** BEGIN AVAILABLE DATA **

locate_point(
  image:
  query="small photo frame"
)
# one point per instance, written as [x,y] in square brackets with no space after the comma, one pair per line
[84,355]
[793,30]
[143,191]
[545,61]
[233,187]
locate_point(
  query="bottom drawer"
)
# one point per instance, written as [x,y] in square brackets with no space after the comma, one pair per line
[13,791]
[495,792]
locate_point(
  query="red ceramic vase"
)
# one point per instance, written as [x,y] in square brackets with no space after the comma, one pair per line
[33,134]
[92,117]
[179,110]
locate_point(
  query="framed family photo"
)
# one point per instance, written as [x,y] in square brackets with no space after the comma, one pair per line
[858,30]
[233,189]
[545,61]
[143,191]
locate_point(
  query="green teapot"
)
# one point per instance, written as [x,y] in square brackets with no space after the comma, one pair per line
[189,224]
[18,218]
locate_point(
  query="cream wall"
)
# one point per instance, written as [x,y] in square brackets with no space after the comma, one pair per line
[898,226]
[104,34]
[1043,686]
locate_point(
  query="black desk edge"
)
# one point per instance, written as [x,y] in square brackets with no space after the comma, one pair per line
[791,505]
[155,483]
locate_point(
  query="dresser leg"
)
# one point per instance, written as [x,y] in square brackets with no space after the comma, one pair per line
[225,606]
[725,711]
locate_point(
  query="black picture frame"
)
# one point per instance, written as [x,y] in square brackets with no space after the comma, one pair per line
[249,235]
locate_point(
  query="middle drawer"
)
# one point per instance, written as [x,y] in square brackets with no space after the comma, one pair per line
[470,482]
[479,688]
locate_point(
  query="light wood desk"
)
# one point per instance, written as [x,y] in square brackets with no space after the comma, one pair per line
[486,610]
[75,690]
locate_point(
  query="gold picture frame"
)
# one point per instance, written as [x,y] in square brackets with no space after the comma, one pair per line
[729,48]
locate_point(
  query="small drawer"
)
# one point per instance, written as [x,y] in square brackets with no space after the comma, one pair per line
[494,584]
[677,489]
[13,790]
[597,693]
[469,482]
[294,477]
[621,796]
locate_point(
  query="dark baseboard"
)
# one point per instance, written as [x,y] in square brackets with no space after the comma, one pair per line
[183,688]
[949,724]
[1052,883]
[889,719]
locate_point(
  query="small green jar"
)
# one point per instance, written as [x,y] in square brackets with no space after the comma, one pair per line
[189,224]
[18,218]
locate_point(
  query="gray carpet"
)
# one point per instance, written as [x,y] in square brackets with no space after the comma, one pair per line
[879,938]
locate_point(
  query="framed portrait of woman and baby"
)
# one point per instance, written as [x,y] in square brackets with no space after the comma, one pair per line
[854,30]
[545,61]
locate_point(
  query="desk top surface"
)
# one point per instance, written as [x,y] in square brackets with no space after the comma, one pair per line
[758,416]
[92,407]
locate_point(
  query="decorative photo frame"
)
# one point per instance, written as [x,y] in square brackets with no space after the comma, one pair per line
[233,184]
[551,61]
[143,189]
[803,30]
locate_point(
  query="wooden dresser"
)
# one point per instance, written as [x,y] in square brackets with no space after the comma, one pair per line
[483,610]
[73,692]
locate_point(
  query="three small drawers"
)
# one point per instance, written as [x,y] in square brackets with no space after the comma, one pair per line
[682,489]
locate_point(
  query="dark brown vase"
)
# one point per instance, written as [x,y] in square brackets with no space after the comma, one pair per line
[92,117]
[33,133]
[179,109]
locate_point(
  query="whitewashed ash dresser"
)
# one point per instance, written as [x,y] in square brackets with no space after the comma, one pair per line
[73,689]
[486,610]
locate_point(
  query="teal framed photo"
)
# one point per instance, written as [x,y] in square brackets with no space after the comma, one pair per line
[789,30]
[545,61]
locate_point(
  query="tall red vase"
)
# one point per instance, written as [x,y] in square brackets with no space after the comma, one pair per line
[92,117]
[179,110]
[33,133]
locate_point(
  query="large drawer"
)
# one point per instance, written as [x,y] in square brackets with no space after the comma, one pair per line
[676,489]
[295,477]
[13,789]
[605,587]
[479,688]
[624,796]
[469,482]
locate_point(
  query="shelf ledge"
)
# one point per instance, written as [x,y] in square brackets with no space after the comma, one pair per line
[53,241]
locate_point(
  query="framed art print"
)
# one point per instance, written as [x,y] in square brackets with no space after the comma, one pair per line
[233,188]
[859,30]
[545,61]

** END AVAILABLE DATA **

• [WORK REQUIRED]
Find each line in the records above that contains the word "dresser", and copy those lines.

• [COMPLETE RESPONSE]
  query="dresser leg"
  query="wooden dresser"
  query="whitewashed ash dresser"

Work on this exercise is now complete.